TASK REQUIREMENTS ::
In the rows below, count the lines that contain the string "gingerbread", treating uppercase and lowercase as different. Reply with that number alone.

Stored dataset items:
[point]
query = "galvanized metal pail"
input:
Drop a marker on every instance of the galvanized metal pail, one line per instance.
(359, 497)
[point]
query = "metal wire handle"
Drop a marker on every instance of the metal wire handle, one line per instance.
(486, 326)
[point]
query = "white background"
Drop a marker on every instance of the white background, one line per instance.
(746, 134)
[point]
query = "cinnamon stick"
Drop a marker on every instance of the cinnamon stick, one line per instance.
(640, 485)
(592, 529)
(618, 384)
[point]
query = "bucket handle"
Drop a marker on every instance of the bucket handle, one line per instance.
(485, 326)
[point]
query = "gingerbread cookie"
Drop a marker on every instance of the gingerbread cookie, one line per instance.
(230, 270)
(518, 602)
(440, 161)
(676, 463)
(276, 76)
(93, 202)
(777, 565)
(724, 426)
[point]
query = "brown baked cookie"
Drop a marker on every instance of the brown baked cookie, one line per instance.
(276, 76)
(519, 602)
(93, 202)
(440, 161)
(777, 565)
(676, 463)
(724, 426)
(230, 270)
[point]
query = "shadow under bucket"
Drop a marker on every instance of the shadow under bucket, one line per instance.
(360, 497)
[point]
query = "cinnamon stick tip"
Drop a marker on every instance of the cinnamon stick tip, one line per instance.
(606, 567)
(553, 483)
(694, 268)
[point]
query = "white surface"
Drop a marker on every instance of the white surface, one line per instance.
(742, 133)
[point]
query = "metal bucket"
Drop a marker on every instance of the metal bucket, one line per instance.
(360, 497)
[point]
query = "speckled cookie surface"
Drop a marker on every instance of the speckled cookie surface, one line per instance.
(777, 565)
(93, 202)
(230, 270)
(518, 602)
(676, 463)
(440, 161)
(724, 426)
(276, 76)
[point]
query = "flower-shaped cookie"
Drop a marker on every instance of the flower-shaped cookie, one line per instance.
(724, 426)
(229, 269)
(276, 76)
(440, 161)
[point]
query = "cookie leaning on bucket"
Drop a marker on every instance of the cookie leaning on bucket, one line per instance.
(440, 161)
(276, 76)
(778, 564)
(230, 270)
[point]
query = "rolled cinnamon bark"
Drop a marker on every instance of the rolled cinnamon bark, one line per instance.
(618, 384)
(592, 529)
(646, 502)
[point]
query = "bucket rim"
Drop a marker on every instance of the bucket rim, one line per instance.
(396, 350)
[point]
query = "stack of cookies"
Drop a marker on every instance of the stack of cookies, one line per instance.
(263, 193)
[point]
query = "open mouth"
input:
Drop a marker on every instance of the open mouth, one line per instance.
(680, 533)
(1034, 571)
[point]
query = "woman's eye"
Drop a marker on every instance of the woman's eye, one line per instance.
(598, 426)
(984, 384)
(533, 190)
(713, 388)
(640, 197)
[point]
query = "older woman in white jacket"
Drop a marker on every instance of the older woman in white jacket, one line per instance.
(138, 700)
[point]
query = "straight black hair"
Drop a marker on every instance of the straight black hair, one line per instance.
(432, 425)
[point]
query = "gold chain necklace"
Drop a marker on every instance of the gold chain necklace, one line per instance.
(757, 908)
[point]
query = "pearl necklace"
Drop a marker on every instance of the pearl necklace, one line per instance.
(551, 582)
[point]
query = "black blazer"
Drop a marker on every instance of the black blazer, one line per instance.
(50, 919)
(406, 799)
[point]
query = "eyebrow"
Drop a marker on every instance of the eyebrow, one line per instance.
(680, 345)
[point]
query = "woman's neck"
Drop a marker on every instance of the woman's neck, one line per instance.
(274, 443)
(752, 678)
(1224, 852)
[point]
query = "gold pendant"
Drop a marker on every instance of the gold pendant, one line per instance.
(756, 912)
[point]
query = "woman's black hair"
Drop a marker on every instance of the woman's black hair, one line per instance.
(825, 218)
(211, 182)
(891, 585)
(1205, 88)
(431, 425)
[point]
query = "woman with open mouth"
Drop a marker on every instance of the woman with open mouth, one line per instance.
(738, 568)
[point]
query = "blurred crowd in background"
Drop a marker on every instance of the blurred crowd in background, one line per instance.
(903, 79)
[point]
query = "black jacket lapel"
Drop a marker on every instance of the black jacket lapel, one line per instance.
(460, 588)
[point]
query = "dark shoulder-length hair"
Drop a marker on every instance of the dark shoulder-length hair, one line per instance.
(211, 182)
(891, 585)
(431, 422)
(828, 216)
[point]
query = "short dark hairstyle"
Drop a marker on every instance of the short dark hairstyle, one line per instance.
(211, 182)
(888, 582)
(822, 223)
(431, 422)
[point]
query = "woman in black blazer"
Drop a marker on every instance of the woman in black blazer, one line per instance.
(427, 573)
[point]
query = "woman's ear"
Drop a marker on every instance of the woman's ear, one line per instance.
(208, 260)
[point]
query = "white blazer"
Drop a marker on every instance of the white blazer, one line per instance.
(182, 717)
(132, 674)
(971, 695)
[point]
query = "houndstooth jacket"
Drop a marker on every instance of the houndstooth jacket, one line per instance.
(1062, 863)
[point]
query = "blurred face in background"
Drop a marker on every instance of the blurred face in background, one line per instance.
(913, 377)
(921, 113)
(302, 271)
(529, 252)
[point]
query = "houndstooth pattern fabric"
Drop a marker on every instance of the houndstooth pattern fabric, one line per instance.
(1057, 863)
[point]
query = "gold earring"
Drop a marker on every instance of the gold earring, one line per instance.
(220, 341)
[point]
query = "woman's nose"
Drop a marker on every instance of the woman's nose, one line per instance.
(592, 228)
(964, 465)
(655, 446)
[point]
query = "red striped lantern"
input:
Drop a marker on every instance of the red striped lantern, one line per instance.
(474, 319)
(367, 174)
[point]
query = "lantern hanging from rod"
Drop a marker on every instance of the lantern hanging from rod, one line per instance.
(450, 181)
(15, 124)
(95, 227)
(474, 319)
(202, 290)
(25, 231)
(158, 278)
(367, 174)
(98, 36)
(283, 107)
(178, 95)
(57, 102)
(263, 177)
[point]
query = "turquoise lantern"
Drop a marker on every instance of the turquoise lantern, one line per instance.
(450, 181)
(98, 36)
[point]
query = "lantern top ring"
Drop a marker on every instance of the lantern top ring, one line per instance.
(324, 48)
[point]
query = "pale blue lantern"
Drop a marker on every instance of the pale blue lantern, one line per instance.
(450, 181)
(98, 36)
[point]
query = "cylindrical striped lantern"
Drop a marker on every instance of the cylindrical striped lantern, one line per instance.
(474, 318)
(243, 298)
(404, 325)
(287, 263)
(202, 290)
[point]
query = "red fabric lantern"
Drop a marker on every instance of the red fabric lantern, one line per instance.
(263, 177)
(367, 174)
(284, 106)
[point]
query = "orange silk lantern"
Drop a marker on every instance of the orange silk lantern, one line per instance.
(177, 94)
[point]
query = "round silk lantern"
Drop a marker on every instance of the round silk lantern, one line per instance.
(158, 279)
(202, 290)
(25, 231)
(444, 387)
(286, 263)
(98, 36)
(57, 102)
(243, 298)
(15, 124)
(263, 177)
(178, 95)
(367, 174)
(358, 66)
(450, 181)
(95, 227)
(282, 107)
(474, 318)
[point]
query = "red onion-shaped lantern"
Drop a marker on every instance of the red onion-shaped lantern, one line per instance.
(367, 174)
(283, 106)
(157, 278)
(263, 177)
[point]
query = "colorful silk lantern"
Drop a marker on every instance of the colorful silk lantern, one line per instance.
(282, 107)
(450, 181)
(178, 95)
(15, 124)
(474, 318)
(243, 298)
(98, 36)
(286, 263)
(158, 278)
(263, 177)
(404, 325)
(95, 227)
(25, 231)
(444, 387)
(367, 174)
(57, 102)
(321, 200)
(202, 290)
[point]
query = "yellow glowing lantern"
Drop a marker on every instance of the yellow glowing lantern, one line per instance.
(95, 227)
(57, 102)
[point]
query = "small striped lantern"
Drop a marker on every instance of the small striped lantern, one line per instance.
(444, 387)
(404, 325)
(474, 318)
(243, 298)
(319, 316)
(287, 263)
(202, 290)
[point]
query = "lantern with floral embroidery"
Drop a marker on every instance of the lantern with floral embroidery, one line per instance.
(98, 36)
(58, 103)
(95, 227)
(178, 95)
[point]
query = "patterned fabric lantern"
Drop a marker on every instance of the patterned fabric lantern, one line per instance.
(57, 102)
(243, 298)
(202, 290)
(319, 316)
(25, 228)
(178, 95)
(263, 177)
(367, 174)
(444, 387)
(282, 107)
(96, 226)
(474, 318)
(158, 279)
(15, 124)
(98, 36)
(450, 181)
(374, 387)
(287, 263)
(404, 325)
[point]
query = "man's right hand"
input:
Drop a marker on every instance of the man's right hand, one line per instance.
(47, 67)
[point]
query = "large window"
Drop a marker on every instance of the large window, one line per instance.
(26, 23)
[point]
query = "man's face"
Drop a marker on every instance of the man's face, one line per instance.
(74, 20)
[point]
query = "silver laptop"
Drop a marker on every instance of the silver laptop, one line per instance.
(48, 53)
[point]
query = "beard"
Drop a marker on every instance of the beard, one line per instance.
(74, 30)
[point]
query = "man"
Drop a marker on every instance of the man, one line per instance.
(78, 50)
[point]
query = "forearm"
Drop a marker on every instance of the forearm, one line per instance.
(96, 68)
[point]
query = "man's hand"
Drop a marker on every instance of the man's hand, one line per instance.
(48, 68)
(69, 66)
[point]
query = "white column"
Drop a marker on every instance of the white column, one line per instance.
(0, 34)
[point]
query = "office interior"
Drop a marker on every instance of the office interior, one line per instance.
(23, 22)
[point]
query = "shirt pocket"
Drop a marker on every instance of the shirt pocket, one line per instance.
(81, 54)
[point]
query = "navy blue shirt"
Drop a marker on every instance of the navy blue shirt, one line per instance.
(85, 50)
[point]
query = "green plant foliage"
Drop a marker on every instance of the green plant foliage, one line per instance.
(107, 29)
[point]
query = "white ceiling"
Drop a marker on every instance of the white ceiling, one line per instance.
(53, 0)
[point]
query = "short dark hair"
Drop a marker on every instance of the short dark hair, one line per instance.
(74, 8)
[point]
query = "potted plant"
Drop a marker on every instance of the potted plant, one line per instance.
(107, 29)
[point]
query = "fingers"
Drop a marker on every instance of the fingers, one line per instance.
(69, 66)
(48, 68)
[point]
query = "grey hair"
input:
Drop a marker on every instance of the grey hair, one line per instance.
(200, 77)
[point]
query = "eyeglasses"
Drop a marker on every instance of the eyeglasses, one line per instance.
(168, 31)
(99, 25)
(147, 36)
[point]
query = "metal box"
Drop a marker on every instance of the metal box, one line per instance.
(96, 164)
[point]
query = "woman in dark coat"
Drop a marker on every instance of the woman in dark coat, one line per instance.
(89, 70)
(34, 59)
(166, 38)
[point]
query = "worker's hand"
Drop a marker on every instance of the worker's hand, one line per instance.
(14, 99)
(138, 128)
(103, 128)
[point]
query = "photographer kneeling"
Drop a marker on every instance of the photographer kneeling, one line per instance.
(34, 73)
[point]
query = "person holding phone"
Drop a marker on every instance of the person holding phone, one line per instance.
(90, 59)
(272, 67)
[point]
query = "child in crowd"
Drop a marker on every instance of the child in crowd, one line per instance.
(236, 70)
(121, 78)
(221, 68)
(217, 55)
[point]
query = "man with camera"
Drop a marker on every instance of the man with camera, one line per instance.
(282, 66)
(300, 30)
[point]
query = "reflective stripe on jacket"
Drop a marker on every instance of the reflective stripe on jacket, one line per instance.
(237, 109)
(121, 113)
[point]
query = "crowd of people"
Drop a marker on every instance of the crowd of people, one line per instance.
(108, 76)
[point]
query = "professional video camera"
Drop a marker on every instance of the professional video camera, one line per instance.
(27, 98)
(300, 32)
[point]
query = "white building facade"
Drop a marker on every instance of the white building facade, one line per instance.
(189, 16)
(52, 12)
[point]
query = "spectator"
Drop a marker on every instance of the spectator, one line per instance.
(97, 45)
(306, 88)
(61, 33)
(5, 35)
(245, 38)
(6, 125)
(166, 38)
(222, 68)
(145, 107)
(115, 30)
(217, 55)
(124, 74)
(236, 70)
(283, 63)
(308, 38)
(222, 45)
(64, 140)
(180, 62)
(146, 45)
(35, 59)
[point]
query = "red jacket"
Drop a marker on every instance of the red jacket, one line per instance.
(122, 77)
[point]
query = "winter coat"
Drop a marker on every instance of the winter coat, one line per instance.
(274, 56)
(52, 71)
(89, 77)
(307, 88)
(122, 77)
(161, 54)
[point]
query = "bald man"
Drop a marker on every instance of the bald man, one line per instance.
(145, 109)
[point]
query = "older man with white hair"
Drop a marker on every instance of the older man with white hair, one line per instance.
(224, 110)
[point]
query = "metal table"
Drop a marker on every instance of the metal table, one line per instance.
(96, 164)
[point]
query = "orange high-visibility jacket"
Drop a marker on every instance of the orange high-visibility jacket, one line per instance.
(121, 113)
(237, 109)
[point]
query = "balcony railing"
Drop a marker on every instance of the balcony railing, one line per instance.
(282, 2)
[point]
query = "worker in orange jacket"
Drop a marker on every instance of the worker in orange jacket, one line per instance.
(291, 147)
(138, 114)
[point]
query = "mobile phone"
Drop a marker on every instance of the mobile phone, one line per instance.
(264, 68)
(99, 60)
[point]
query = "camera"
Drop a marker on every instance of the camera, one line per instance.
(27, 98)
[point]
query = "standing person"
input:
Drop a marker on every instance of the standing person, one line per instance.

EXERCISE RESULT ::
2